**What you will do:**
Say how many lines in the records contain the word "green", and give only that number.

**Extracted records:**

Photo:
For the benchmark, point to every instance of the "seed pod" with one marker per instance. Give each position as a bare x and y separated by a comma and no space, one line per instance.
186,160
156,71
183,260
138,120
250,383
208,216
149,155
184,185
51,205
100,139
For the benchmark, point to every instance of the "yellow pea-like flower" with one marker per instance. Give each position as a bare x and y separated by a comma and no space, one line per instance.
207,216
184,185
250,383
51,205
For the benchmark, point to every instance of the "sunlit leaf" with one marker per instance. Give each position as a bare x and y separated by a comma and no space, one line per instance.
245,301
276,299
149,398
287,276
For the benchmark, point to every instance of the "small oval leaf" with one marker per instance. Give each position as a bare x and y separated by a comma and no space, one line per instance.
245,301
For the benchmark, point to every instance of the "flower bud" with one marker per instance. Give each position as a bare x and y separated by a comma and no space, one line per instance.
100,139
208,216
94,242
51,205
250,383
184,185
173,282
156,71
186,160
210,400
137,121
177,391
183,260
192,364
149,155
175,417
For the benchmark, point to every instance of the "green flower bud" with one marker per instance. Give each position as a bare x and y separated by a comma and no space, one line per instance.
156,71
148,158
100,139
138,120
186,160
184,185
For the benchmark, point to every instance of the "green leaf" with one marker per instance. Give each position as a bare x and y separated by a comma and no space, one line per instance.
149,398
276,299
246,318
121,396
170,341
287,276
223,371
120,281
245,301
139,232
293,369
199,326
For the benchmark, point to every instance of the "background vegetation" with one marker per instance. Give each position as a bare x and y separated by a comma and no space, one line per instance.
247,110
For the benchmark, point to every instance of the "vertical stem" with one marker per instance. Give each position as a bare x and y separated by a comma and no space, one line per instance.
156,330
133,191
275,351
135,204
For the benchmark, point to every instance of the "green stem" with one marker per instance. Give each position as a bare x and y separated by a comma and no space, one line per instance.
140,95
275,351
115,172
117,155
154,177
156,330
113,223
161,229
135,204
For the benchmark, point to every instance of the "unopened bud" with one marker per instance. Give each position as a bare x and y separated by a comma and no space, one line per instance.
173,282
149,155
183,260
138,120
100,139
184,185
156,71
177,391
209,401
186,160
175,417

**Exercise answer:**
3